LOS ANGELES -- The identity of the 2026 Los Angeles Dodgers is presented in a 100-second hype video that airs before each home game. It's set to the beat of Billie Eilish's "Bad Guy" and begins with a question, asked by actor Jason Bateman: What's wrong with being the bad guy? Near the end, Bateman summons Tony Montana, the fictional drug lord from the movie "Scarface": You need teams like us so you can point your finger and say, "That's the bad guy."

So, yes, the Dodgers' marketing team is leaning into the "bad guy" narrative, even if the players are just along for the ride.

"I personally don't care," Dodgers shortstop Mookie Betts said. "You can call us whatever you want to call us. At the end of the day, you've got to go play the game. Villains, not villains, whatever -- the game will determine who wins and who loses. The villains is outside noise."

If the outside noise was loud last year, this year, after a second straight championship and a third consecutive blockbuster offseason, it will be deafening.

With a bitter labor fight over the game's economics looming, it feels as if the entire sport has fixed its gaze on the Dodgers. It's them against everybody else. And while some, like Betts, find it best to ignore that reality, others, like Max Muncy, seem to draw strength from it.

"We always have that target," the Dodgers' longtime third baseman said. "It's just going to be even bigger now. It's a challenge, but it's something we get to look forward to. We get to embrace it. That's what makes it fun. That's why you've heard guys say, 'Being a Dodger is not for everybody.' You have to want to be out there and get everyone's best every single night. It just creates a challenge that you've got to find a way to embrace."

Dataset entries:
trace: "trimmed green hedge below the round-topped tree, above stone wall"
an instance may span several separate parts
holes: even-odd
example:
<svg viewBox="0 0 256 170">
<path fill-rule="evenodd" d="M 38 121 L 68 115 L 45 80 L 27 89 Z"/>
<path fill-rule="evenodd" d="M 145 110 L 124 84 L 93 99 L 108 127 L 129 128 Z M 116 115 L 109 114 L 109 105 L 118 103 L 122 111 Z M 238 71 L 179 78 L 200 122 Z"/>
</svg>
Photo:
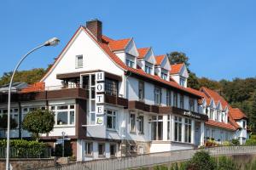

● **Problem requirements**: Pick up the article on the Dodgers as baseball's "bad guy" after its last paragraph and write the next part. These records were taken from a different source.

● **Answer box**:
The Dodgers -- 4-2 in their first homestand despite getting almost nothing from the top half of their star-studded lineup -- will be challenged every night by opposing teams eager to take them down. Sometimes it will push them, other times it will wear on them. All throughout, though, the Dodgers' sights will be set on October. These six months are merely the buildup.

With that in mind, we identified four themes that will shape their regular season.


Break the regular-season wins record? The Dodgers don't care

Last year's championship team won 93 regular-season games, the Dodgers' lowest in a full season since 2018. In 2022 and 2023, they won a combined 211 times -- only to get bounced in the National League Division Series each year. So while many outsiders have spent these past two years wondering if the Dodgers could reach 117 wins, surpassing the 1906 Chicago Cubs and the 2001 Seattle Mariners for the single-season record, nobody inside the Dodgers' clubhouse cares.

"Anything's possible, certainly with this team, but that's not our north star," Dodgers manager Dave Roberts said. "It's really not."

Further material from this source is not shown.